> _Stated task_
Copy out all of the records below word for word, leaving out the pictures.

======== Exercise input

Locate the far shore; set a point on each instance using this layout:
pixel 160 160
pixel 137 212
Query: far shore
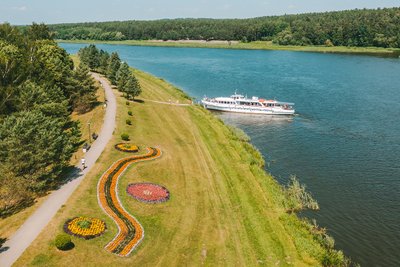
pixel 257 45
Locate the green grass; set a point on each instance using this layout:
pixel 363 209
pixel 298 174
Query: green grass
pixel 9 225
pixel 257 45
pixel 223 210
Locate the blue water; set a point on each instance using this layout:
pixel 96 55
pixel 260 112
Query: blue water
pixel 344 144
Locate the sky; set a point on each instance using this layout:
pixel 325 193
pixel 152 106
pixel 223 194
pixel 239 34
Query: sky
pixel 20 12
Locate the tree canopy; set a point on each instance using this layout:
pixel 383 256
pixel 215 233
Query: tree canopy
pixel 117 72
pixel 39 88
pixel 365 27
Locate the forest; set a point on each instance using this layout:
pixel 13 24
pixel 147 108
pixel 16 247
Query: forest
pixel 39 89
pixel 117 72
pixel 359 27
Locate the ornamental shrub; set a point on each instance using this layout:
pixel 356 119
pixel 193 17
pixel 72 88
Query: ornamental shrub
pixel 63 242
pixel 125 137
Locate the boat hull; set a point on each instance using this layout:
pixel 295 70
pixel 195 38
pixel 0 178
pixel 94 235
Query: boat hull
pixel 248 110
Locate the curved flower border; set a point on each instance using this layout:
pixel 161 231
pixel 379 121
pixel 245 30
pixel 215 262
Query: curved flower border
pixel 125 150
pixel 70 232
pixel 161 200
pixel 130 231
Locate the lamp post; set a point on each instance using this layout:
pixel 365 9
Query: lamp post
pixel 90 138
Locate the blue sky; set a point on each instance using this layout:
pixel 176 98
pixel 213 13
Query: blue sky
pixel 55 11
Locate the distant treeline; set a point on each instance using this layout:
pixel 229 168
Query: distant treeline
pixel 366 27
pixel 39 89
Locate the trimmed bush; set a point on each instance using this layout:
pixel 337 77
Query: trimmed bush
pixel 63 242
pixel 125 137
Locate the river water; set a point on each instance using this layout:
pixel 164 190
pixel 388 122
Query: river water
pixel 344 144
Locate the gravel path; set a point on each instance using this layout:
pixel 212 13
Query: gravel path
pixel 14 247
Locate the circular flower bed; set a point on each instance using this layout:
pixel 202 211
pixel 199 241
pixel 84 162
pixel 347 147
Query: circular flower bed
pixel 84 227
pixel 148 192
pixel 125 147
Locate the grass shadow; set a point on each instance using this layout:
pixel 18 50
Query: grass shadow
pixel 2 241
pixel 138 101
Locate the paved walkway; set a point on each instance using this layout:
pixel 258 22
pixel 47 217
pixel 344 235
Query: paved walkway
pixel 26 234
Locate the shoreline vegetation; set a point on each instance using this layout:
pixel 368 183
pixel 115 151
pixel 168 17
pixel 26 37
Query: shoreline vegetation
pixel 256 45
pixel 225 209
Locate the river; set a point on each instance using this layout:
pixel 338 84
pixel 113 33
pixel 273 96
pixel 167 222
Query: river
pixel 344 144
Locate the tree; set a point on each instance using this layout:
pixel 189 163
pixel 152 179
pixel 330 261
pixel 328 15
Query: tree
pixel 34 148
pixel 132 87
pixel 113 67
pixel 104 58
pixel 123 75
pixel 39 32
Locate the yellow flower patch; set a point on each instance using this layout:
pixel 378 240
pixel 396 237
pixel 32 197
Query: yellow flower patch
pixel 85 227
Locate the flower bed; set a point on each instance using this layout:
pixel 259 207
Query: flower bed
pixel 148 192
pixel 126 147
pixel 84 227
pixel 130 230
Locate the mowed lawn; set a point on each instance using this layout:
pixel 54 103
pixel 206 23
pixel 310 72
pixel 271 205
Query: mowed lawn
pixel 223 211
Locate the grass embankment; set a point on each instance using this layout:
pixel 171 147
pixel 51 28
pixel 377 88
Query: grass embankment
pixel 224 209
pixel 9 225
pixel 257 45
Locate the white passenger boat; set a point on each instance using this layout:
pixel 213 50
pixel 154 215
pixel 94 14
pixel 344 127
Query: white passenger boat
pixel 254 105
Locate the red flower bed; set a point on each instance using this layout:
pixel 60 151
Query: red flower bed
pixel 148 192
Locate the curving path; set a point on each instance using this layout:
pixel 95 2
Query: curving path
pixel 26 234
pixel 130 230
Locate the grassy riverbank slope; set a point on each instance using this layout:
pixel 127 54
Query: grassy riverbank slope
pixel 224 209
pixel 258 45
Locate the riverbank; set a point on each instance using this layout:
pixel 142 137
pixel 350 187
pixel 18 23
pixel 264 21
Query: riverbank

================

> _Correct result_
Locate the far shore; set a point on each instance using this layout:
pixel 160 160
pixel 137 212
Query: far shore
pixel 257 45
Locate the green grass; set a point on each instance using this layout:
pixel 363 209
pixel 298 174
Query: green grass
pixel 9 225
pixel 257 45
pixel 223 210
Locate the blue water; set a point on each instance using this layout:
pixel 96 55
pixel 260 112
Query: blue water
pixel 344 144
Locate the sky; set a point on each instance using this layout:
pixel 325 193
pixel 152 106
pixel 223 194
pixel 239 34
Query: sky
pixel 20 12
Locate the tree canopy; set a point on each instance using this layout:
pixel 383 256
pixel 215 233
Query: tree canopy
pixel 117 72
pixel 39 88
pixel 365 27
Locate the forest; set a point on each instance using this layout:
pixel 13 24
pixel 147 108
pixel 16 247
Query: forest
pixel 39 89
pixel 117 72
pixel 359 27
Locate the ornamental shrub; set a point on each instance using this layout:
pixel 356 119
pixel 193 17
pixel 72 88
Query: ornamental shrub
pixel 63 242
pixel 125 137
Locate the boat hull; set a point on each instance using this layout:
pixel 295 70
pixel 195 38
pixel 0 178
pixel 94 235
Query: boat hull
pixel 248 110
Locate the curved flower border; set a point on each instance using this layout:
pixel 161 231
pixel 379 121
pixel 245 30
pixel 215 262
Query: curved flower border
pixel 125 150
pixel 70 232
pixel 161 200
pixel 130 231
Locate the lamp post; set a point on each instance using this layout:
pixel 365 9
Query: lamp post
pixel 90 138
Locate the blue sky; set a point on each instance using this layout:
pixel 176 98
pixel 213 13
Query: blue sky
pixel 55 11
Locate the distant treeline; set a point on each instance using this layout:
pixel 229 168
Query: distant treeline
pixel 366 27
pixel 39 89
Locate the trimmed bush; set a point on each instance using this layout:
pixel 337 77
Query: trimmed bush
pixel 63 242
pixel 125 137
Locate the river water; set a point on each instance using this layout:
pixel 164 190
pixel 388 122
Query: river water
pixel 344 144
Locate the gravel path; set a point on each instance using this layout:
pixel 212 13
Query: gravel path
pixel 14 247
Locate the circular flower bed; set a point on each instance using this layout:
pixel 202 211
pixel 199 241
pixel 84 162
pixel 347 147
Query: circular flower bed
pixel 84 227
pixel 148 192
pixel 125 147
Locate the grass shadow; set a point on each instance using this layout:
pixel 18 50
Query: grass shadow
pixel 2 241
pixel 138 101
Locate the paved walkway; set a point on each instance using this layout:
pixel 258 22
pixel 47 217
pixel 344 235
Query: paved walkway
pixel 26 234
Locate the shoreline vegetation; set a point on each instance using this layout:
pixel 368 183
pixel 115 151
pixel 168 17
pixel 26 37
Query: shoreline vegetation
pixel 256 45
pixel 225 209
Locate the river; set a point on each instance using this layout:
pixel 338 84
pixel 113 33
pixel 273 96
pixel 167 222
Query: river
pixel 344 144
Locate the tree; set a point on each instance using this layout:
pixel 189 163
pixel 152 179
pixel 330 261
pixel 328 15
Query: tree
pixel 34 148
pixel 132 87
pixel 113 67
pixel 104 58
pixel 123 75
pixel 39 32
Locate the yellow flower patch; set a point on each instance using this layout:
pixel 378 240
pixel 396 237
pixel 32 197
Query: yellow flower patch
pixel 85 227
Locate the flower bed; set a point on each instance using this layout:
pixel 259 207
Query: flower bed
pixel 148 192
pixel 126 147
pixel 84 227
pixel 130 230
Locate the mowed lawn; set a point on each instance using this layout:
pixel 54 103
pixel 206 23
pixel 310 72
pixel 271 205
Query: mowed lawn
pixel 223 211
Locate the grass embankment; set a point on each instance using this layout:
pixel 171 147
pixel 51 28
pixel 377 88
Query: grass embankment
pixel 224 209
pixel 9 225
pixel 257 45
Locate the white passenger boat; set a point on each instance using this layout:
pixel 213 50
pixel 154 215
pixel 94 14
pixel 344 127
Query: white passenger boat
pixel 254 105
Locate the red flower bed; set a point on each instance using this layout:
pixel 60 151
Query: red flower bed
pixel 148 192
Locate the curving path; set a point on each instance using this layout:
pixel 95 2
Query: curving path
pixel 26 234
pixel 130 230
Locate the grassy riverbank slope; set a point on each instance using this layout:
pixel 127 54
Query: grassy riverbank slope
pixel 224 209
pixel 258 45
Locate the riverbank; set a point on each instance using this layout:
pixel 142 137
pixel 350 187
pixel 18 23
pixel 264 21
Query: riverbank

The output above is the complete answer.